Point-based annotation data
--------------------
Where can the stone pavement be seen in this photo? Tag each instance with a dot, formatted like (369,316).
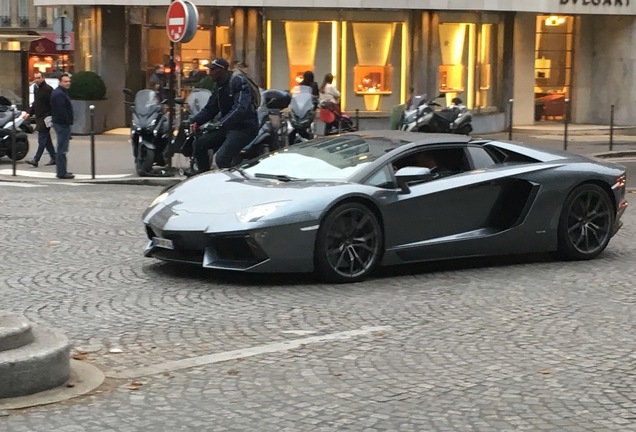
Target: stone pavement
(114,161)
(504,344)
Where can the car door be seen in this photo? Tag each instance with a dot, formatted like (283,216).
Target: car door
(445,210)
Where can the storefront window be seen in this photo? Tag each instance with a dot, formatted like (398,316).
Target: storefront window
(469,59)
(552,65)
(365,52)
(86,18)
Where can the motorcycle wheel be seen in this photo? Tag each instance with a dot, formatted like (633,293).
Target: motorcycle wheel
(144,161)
(22,149)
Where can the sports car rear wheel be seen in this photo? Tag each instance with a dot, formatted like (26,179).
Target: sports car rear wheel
(349,243)
(585,226)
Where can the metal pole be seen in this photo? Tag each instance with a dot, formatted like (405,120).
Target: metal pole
(92,114)
(566,119)
(612,128)
(510,106)
(171,97)
(13,142)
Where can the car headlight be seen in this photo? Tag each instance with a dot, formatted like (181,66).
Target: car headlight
(254,213)
(159,199)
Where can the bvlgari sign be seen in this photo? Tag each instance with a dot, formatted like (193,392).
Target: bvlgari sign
(596,2)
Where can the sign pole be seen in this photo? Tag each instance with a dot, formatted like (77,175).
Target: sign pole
(182,19)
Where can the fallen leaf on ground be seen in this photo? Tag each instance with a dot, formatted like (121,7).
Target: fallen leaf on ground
(134,385)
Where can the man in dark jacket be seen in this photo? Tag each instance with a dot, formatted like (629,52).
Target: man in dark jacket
(41,108)
(237,126)
(62,112)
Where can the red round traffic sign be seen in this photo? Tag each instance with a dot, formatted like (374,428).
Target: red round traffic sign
(181,21)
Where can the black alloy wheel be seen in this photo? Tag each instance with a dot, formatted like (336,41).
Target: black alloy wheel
(349,244)
(21,149)
(586,222)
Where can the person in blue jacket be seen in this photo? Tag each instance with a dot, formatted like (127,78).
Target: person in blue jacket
(232,100)
(62,113)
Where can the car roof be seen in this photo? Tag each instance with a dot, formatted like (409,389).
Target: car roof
(411,137)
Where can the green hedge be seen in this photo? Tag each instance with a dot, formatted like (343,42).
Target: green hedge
(87,85)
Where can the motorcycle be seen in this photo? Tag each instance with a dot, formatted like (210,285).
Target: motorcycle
(183,140)
(149,134)
(301,116)
(9,115)
(330,114)
(422,115)
(272,132)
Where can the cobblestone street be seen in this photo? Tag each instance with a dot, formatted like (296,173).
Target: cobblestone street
(503,344)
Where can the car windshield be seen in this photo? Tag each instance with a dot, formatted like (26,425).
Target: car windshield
(335,158)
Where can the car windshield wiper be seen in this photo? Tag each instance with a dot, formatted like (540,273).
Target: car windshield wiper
(241,171)
(279,177)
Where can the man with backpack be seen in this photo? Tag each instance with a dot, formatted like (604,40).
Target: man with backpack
(235,102)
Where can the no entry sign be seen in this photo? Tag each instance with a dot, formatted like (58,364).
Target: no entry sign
(181,21)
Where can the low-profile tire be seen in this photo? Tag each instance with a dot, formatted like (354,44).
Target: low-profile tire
(22,149)
(144,161)
(349,244)
(586,223)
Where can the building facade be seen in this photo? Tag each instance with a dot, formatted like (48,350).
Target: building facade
(539,54)
(27,44)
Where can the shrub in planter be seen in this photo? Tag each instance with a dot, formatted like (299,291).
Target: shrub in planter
(87,85)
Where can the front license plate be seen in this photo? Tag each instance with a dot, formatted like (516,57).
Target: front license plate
(162,243)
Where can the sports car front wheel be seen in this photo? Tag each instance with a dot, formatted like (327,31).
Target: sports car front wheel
(349,243)
(585,226)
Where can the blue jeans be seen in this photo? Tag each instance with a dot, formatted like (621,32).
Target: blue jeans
(63,133)
(226,144)
(44,142)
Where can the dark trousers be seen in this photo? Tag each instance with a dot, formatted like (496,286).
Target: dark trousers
(226,144)
(63,133)
(44,142)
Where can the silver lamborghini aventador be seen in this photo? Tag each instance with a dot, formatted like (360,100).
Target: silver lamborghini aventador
(343,205)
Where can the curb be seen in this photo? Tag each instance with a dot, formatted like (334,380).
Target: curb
(135,181)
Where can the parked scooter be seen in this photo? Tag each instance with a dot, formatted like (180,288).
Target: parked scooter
(330,113)
(421,115)
(302,113)
(8,114)
(272,133)
(149,134)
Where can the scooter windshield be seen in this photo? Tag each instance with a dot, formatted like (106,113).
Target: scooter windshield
(146,102)
(301,104)
(197,99)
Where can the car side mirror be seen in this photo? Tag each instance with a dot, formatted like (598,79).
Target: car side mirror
(411,174)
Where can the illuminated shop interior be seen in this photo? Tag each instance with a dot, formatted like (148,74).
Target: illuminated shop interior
(552,65)
(468,58)
(367,59)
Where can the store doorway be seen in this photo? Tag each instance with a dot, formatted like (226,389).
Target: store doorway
(553,66)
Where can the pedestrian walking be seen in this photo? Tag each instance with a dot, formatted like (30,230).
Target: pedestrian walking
(62,113)
(41,109)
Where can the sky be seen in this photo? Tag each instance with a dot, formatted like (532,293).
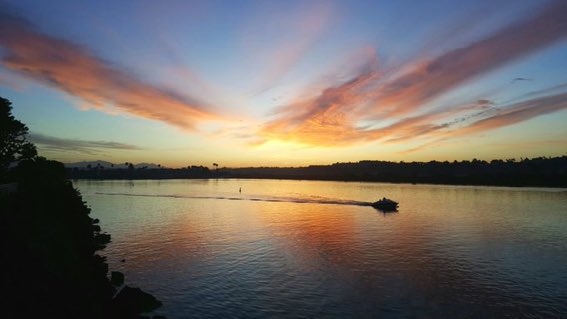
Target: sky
(287,83)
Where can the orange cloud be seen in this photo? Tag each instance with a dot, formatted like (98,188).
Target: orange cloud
(71,68)
(363,109)
(505,116)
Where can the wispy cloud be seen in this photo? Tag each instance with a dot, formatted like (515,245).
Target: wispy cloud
(75,70)
(401,101)
(80,146)
(292,34)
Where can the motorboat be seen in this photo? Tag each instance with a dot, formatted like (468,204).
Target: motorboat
(385,204)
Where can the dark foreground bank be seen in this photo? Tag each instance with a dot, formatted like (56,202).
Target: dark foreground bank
(49,261)
(50,264)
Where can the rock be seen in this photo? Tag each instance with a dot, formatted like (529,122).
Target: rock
(116,278)
(131,301)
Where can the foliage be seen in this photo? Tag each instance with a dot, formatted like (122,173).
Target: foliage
(13,143)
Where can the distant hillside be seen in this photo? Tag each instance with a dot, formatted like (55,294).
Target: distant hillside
(537,172)
(108,165)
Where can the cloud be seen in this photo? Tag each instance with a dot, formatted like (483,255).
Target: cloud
(514,80)
(289,36)
(73,69)
(80,146)
(400,103)
(501,117)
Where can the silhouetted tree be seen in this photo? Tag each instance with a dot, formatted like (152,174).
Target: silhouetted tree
(13,143)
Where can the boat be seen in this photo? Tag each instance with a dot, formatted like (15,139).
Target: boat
(385,204)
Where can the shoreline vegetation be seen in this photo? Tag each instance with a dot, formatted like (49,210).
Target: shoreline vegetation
(535,172)
(50,261)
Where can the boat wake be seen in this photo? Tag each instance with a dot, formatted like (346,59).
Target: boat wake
(318,200)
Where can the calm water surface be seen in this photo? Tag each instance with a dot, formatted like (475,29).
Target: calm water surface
(308,249)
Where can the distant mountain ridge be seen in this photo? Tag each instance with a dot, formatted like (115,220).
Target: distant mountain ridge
(109,165)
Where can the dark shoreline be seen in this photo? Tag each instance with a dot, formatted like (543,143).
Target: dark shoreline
--------------------
What is being asked:
Every record above must be given again exactly; drop the pictures.

Reply to the task:
Where can the stone pavement be seen in this photo? Tag each instance with a dot, formatted like (369,316).
Target: stone pavement
(114,161)
(504,344)
Where can the car door be seen in this photo? Tag each instance with a dot, formatted like (283,216).
Target: car door
(445,210)
Where can the storefront window be seen in this photo? Tag each instance with a dot, formatted like (398,316).
Target: storefront window
(469,59)
(552,65)
(365,52)
(86,18)
Where can the motorcycle wheel be seen in this photo? Tag each instance with a dot, formatted like (633,293).
Target: motorcycle wheel
(144,161)
(22,149)
Where can the sports car rear wheel be seen in this photo? Tag each instance with a dot, formatted like (26,179).
Target: sports car rear wheel
(349,243)
(585,226)
Where can the metal pole be seen in this photo? Tag each instance with a dot, formatted like (405,120).
Target: metal pole
(92,114)
(566,119)
(612,128)
(510,106)
(171,97)
(13,142)
Where can the car headlight be seen in this photo? Tag each instance with a dot, formatted like (181,66).
Target: car headlight
(254,213)
(159,199)
Where can the bvlgari sign be seen in this photo? Tag each instance with a dot, formatted like (193,392).
Target: bvlgari sign
(596,2)
Where can the sign pole be seen in this photo? Tag each instance with a dot, formatted like (77,175).
Target: sign pole
(182,19)
Where can the fallen leaf on ground be seen in this photo? Tag each instance with a dot, formatted like (121,7).
Target: fallen leaf on ground
(134,385)
Where can the man in dark jacket be seen in this photo? Tag each instance with a dot, formatted like (629,52).
Target: man in dark jacket
(41,108)
(237,126)
(62,112)
Where can the red round traffic sign be seen in this photo? Tag each instance with a dot, formatted like (374,428).
Target: red round traffic sign
(181,21)
Where can the black alloy wheel be seen in this photo? Tag each instance with a dot, formatted like (336,41).
Target: black alloy wheel
(349,244)
(21,149)
(586,222)
Where can the person in blue jacket be seen in this photo? Tag each instance with a dot, formatted like (127,78).
Target: person in blue jacket
(232,100)
(62,113)
Where can the car roof be seen in this photo? Tag each instance with a dot, formatted like (409,389).
Target: car roof
(411,137)
Where can the green hedge be seen in this photo? Tag each instance with a dot, formatted like (343,42).
Target: green hedge
(87,85)
Where can the motorcycle be seen in this photo? Tag each instance with a dot, formatted like (210,285).
Target: motorcycle
(183,140)
(149,134)
(301,116)
(9,115)
(330,114)
(422,115)
(272,132)
Where can the cobblestone street be seen in this photo? Tag each instance with a dot, formatted like (296,173).
Target: cobblestone street
(503,344)
Where can the car windshield be seen in this photo? Tag each instance with a dot, formatted like (26,425).
Target: car windshield
(335,158)
Where can the car windshield wiper be seen in this photo? Tag each instance with a dot, formatted like (540,273).
Target: car windshield wiper
(241,171)
(279,177)
Where can the man with backpack be seen in this photo? Tag each instance with a dot, formatted like (604,40).
Target: man with backpack
(235,102)
Where can the no entry sign be seen in this photo? Tag each instance with a dot, formatted like (58,364).
Target: no entry sign
(181,21)
Where can the low-profile tire be seen in this photo? Tag each instance with a dot, formatted like (354,44).
Target: low-profile tire
(22,149)
(144,161)
(349,244)
(586,223)
Where can the building facade be seen in this photo? Tag each instance with a dot, formatted like (48,350).
Target: building facade
(539,54)
(27,44)
Where can the shrub in planter be seen in this photo? Tag each instance with a dot, formatted like (299,291).
Target: shrub in planter
(87,85)
Where can the front license plate be seen in this photo? Tag each instance with a dot, formatted like (516,57).
Target: front license plate
(162,243)
Where can the sports car front wheel be seen in this photo? Tag each instance with a dot, formatted like (327,31).
Target: sports car front wheel
(349,243)
(585,226)
Where can the blue jeans be seen in this photo? Tag each instance with a dot, formatted like (621,32).
Target: blue jeans
(63,133)
(226,144)
(44,142)
Where can the dark trousers be seen in this photo? Tag each instance with a dot, formatted like (496,286).
Target: dark trousers
(226,144)
(63,133)
(44,142)
Where can the silver lamborghini aventador be seen in this photo? Tag each instance with a dot, formatted like (360,100).
Target: silver lamborghini aventador
(343,205)
Where can the curb be seen in this photo? Tag each instance with a dot, formatted like (334,380).
Target: curb
(135,181)
Where can the parked scooter be seen in this photo? Tag each instance with a dot, formatted like (180,288).
Target: parked scooter
(330,113)
(421,115)
(302,113)
(8,114)
(272,133)
(149,134)
Where can the scooter windshield be seen in this photo? Tag each instance with a dot, formatted like (106,113).
Target: scooter windshield
(146,102)
(301,104)
(197,99)
Where can the car side mirror be seen in this photo? Tag each instance with a dot, formatted like (598,79).
Target: car side mirror
(411,174)
Where can the illuminated shop interior be seen in this photo? Tag each instance with a dot, formatted like (148,74).
Target: illuminated shop interior
(552,65)
(468,58)
(367,59)
Where can the store doorway be seen in this photo? Tag each instance with a dot, formatted like (226,389).
Target: store doorway
(553,66)
Where can the pedestrian walking be seen in this photo? Tag each instance with a dot, formatted like (30,230).
Target: pedestrian walking
(62,113)
(41,109)
Where can the sky be seen in this photo? Tag each instance with a dot, formatted like (532,293).
Target: sky
(287,83)
Where can the orange cloud be seen in this photo? Tag each instance with a dot, formatted like (98,188).
Target: orange cloud
(71,68)
(363,109)
(505,116)
Where can the wispy cloud be seen in this photo? Tag each instance with a dot, formatted like (515,245).
Target: wispy cloud
(75,70)
(401,101)
(80,146)
(292,34)
Where can the motorboat be seen in this photo? Tag each instance with a dot, formatted like (468,204).
Target: motorboat
(385,204)
Where can the dark foreground bank be seen in this photo? Tag each instance with a dot, formatted like (56,202).
Target: dark foreground bank
(49,261)
(50,264)
Where can the rock be seen in this photo? Tag each instance with a dot, formatted like (529,122).
Target: rock
(116,278)
(131,301)
Where can the foliage be seen in this photo? Tag each instance with a dot, formatted like (122,173).
Target: foliage
(13,143)
Where can the distant hillside be seen in this photo? Tag each instance with a dot, formatted like (55,294).
Target: distant hillside
(537,172)
(108,165)
Where can the cloud be seen in this photo? Tag each instance with a dot, formatted like (483,255).
Target: cloud
(514,80)
(289,36)
(73,69)
(80,146)
(400,103)
(501,117)
Where can the silhouetted tree be seen in this photo? Tag each instance with a dot, formatted like (152,174).
Target: silhouetted tree
(13,143)
Where can the boat be seen in this photo? Tag each instance with a dot, formatted like (15,139).
Target: boat
(385,204)
Where can the shoreline vegetation be seen in this photo? Tag each instance with a dot, formatted like (49,210).
Target: shoreline vegetation
(535,172)
(50,261)
Where can the boat wake be seen in this photo? Tag each instance with a dot, formatted like (346,59).
Target: boat wake
(318,200)
Where can the calm water surface be seen in this photo? Tag each instance with a dot, formatted like (475,29).
Target: calm water surface
(308,249)
Where can the distant mountain ridge be seen in this photo? Tag each instance with a dot, formatted like (115,220).
Target: distant mountain ridge
(109,165)
Where can the dark shoreline be seen in this photo? Tag each instance with a dot, formatted like (543,143).
Target: dark shoreline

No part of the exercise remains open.